Source extract >>
Notwithstanding how crude this heuristic is, it should at least serve as a reminder that it is crucial to minimize biases from partial information, and instead focus on first principles (i.e. which kind of distribution we are likely dealing with and what the baseline is). Having done this, you can proceed to fine-tuning your predictions and weighting the different factors you consider will have an impact on the result; but this should come second, not first. Then, make sure that your prediction is inherently probabilistic and doesn’t contain any unnecessary absolute statement.

Let us make a small list of principles to abide by:

1. No event that doesn’t break the rules of logic a priori has probability 0% – although it could be as low as $10^{-100}$
2. Incompatible events reduce each other’s likelyhood.
3. If the process is akin to a dice roll within a given range, assume a normal distribution. Pick the center as median.

Data segment >>
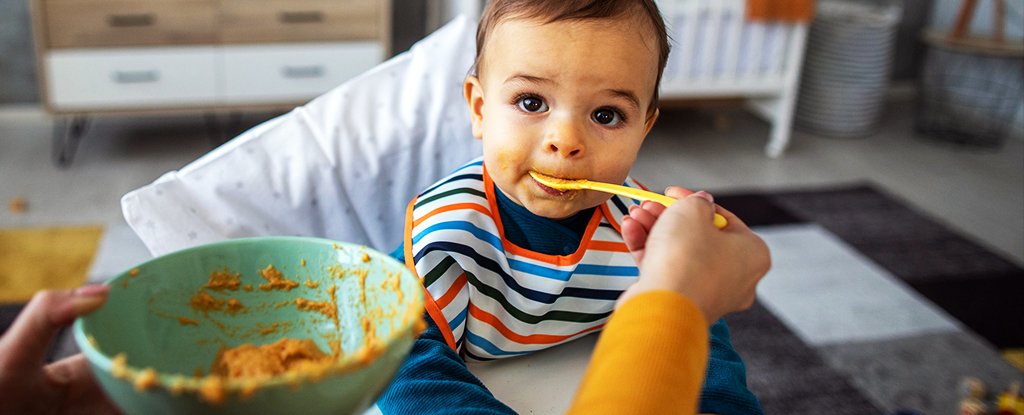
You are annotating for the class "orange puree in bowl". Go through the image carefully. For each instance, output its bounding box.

Directions >>
Could you reproduce the passage on probabilistic prediction, starting with "Notwithstanding how crude" and going on through "each other’s likelyhood.", substituting "base rate" for "baseline"?

Answer to the task >>
Notwithstanding how crude this heuristic is, it should at least serve as a reminder that it is crucial to minimize biases from partial information, and instead focus on first principles (i.e. which kind of distribution we are likely dealing with and what the base rate is). Having done this, you can proceed to fine-tuning your predictions and weighting the different factors you consider will have an impact on the result; but this should come second, not first. Then, make sure that your prediction is inherently probabilistic and doesn’t contain any unnecessary absolute statement.

Let us make a small list of principles to abide by:

1. No event that doesn’t break the rules of logic a priori has probability 0% – although it could be as low as $10^{-100}$
2. Incompatible events reduce each other’s likelyhood.